Foi assim que conheci a voz de Luis Cília, envolta numa atmosfera de segredo e transgressão e partilhada na discussão  dos grandes temas da época: A guerra colonial e as hipóteses de mudança do regime após a “queda” de Salazar. Em 1975, conheci pessoalmente o Luis na Universidade Nova de Lisboa, frequentando ambos o curso de Musicologia Contemporânea, nascendo aí o convite para o acompanhar numa série de concertos e gravações em países como a Finlandia, a Bulgária, a RDA,a França, etc.

O nome de Luis Cília tinha um reconhecimento internacional em várias frentes do movimento da canção de intervenção e a Revolução dos Cravos colhia também a simpatia de um número alargado de organizações empenhadas na divulgação da música(quase desconhecida)  que se fazia em Portugal.

Da colaboração com o Luis, recordo a preocupação com o rigor nas apresentações, da qualidade do som e da presença cénica, da capacidade de comunicação sem concessões à demagogia do discurso pseudorevolucinário, então predominante noutros oficiais do mesmo ofício…

Recordo e enalteço também a generosidade e a capacidade de partilha com que Luis Cília recebia os que vinham ter consigo., amigos ou apenas conhecidos, admiradores e por vezes até, simples oportunistas.

A importância do contributo de Luis Cília como cantor, guitarrista, compositor ou arranjador, só será devidamente reconhecida e apreciada quando se fizerem estudos sérios, comparados, da restante produção musical da segunda metade do século XX.

Pelo meu lado, conservo além da amizade e admiração antigas, a colaboração ocasional em projectos musicais e a partilha de objectivos artísticos de elevada qualidade.

## TRABALHO A FAZER
1 - Reproduza, tal como aparece no texto sobre Luis Cília, o trecho que começa em "Foi assim que" e termina em "fazia em Portugal.".
2 - Segundo o texto sobre Luis Cília, em que ano quem o escreveu conheceu Luis pessoalmente?

## DADOS EM BRUTO
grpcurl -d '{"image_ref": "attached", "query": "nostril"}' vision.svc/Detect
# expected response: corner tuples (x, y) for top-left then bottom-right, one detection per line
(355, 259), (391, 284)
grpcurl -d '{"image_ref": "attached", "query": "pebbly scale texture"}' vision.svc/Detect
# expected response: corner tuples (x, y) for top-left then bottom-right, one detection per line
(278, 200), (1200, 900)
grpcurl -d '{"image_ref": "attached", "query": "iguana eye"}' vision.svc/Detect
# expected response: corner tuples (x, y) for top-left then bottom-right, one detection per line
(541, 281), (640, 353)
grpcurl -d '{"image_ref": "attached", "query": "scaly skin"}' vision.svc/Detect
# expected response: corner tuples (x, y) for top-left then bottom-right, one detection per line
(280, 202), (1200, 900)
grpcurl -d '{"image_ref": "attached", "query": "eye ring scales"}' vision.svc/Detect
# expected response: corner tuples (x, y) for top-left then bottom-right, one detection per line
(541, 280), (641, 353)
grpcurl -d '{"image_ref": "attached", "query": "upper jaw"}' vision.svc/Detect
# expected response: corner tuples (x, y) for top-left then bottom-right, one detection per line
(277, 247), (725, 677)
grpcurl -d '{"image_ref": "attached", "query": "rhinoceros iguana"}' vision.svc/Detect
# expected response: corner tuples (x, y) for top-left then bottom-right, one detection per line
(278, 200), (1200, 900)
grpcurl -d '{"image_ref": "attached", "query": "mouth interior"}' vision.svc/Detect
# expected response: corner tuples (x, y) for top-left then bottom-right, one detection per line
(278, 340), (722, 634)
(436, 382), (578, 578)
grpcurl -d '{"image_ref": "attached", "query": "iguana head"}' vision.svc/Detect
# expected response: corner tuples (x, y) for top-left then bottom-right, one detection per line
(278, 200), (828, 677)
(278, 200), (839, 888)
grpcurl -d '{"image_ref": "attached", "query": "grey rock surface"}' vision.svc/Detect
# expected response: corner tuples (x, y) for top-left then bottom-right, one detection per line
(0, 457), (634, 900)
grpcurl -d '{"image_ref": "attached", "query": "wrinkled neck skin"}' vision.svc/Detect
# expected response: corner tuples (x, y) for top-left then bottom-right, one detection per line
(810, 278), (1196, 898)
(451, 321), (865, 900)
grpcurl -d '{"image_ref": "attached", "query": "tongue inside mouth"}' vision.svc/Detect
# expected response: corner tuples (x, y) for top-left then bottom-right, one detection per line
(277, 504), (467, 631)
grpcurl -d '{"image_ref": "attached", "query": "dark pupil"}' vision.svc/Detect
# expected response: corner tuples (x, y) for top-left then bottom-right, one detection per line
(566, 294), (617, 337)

## RESPOSTAS
1 -
Foi assim que conheci a voz de Luis Cília, envolta numa atmosfera de segredo e transgressão e partilhada na discussão  dos grandes temas da época: A guerra colonial e as hipóteses de mudança do regime após a “queda” de Salazar. Em 1975, conheci pessoalmente o Luis na Universidade Nova de Lisboa, frequentando ambos o curso de Musicologia Contemporânea, nascendo aí o convite para o acompanhar numa série de concertos e gravações em países como a Finlandia, a Bulgária, a RDA,a França, etc.

O nome de Luis Cília tinha um reconhecimento internacional em várias frentes do movimento da canção de intervenção e a Revolução dos Cravos colhia também a simpatia de um número alargado de organizações empenhadas na divulgação da música(quase desconhecida)  que se fazia em Portugal.

2 - Em 1975.